Exercise requirements
**A)** Answer these questions from the unit vector passage, one line each:
(i) What magnitude does a unit vector have?
(ii) Why does the passage reject the equation that sets the sum of the three components equal to the vector?
(iii) Which three unit vectors appear in the proper equation?
**B)** Transcribe the part of the unit vector passage that opens with the words containing "You already know" and closes with "equation is wrong.".

Selected text
A unit vector is any vector whose magnitude is one (or unity). That's the mathematical definition, but I'll explain what it is in the context of the problem as well.

You already know that you can take a vector ##\vec{A}## and decompose it into its three components ##A_x##, ##A_y##, and ##A_z## right? But you can't just say that $$A_x + A_y + A_z = \vec{A}$$, because then you have a scalar quantity on the left hand side of the equation and a vector quantity on the right, which doesn't make any sense. So that equation is wrong.

The proper equation is $$A_x \hat{x} + A_y \hat{y} + A_z \hat{z} = \vec{A}$$ ##\hat{x}##, ##\hat{y}##, and ##\hat{z}## are unit vectors, which means they all have a magnitude of one. So the way this equation works is that if you start at the origin, and then you add the vector ##A_x \hat{x}##, and then you add the vector ##A_y \hat{y}##, and then you add the vector ##A_z \hat{z}##, you get ##\vec{A}##! Does that much make sense?

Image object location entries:

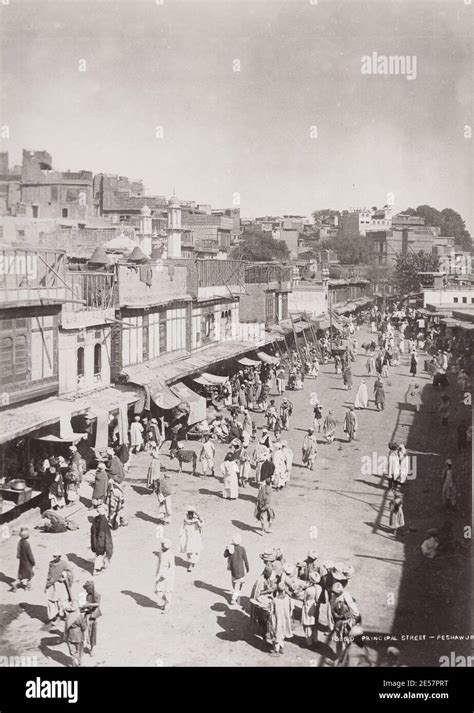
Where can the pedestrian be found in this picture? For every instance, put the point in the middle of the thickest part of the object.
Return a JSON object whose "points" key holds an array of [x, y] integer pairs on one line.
{"points": [[101, 540], [55, 489], [317, 415], [288, 454], [163, 494], [238, 565], [136, 435], [26, 562], [101, 481], [361, 400], [58, 586], [329, 427], [404, 464], [74, 631], [286, 409], [448, 489], [347, 378], [413, 396], [259, 455], [264, 511], [280, 625], [230, 475], [370, 365], [245, 469], [444, 409], [379, 393], [280, 378], [115, 466], [154, 469], [397, 519], [350, 424], [309, 449], [310, 608], [190, 538], [279, 461], [206, 455], [164, 576], [91, 610], [343, 614], [393, 464], [115, 504]]}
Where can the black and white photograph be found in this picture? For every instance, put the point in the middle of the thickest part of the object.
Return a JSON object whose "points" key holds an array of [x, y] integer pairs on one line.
{"points": [[236, 337]]}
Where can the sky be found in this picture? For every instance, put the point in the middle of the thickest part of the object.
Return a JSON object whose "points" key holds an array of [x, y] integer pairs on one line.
{"points": [[297, 129]]}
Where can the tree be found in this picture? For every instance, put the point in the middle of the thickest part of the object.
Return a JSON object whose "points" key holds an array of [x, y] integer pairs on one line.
{"points": [[408, 266], [450, 223], [352, 249], [259, 247], [321, 217]]}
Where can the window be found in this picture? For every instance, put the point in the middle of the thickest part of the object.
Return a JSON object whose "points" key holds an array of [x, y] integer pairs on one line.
{"points": [[97, 359], [80, 362], [132, 350], [42, 347], [14, 352], [6, 357]]}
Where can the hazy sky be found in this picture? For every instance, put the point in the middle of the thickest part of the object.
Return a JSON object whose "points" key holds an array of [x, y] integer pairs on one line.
{"points": [[171, 65]]}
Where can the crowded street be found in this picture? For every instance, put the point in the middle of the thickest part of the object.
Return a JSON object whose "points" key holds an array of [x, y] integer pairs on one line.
{"points": [[340, 509]]}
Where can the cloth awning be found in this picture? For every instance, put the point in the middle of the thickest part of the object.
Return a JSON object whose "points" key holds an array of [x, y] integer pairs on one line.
{"points": [[267, 359], [248, 362], [196, 402], [50, 438], [144, 375], [211, 379], [323, 324]]}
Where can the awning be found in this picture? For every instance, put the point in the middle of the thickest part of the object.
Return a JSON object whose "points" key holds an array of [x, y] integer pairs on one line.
{"points": [[144, 375], [267, 359], [22, 420], [211, 379], [162, 396], [56, 439], [248, 362], [323, 324], [196, 402]]}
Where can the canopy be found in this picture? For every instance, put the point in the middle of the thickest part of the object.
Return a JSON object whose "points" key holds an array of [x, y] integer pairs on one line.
{"points": [[162, 396], [197, 404], [267, 359], [211, 379], [248, 362], [56, 439]]}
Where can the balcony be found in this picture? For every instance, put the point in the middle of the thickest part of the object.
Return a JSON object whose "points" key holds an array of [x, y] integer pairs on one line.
{"points": [[28, 276], [93, 295]]}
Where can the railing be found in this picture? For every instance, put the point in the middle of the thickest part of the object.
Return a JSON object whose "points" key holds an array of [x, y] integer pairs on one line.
{"points": [[93, 289], [31, 274], [263, 274], [220, 272]]}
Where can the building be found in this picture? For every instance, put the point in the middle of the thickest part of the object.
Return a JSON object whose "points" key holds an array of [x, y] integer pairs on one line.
{"points": [[208, 235], [32, 291], [46, 193], [267, 289], [10, 180], [357, 221], [407, 234]]}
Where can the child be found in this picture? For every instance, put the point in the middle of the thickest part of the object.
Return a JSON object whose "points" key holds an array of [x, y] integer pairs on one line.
{"points": [[397, 519], [26, 561]]}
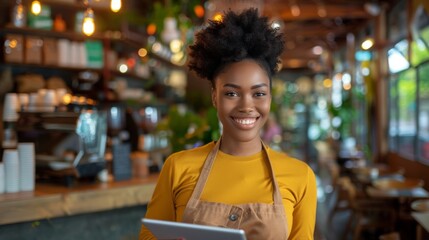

Task-by-task outputs
**A)**
(i) One (unity).
(ii) It would put a scalar quantity on the left side and a vector quantity on the right.
(iii) x̂, ŷ, and ẑ.

**B)**
You already know that you can take a vector ##\vec{A}## and decompose it into its three components ##A_x##, ##A_y##, and ##A_z## right? But you can't just say that $$A_x + A_y + A_z = \vec{A}$$, because then you have a scalar quantity on the left hand side of the equation and a vector quantity on the right, which doesn't make any sense. So that equation is wrong.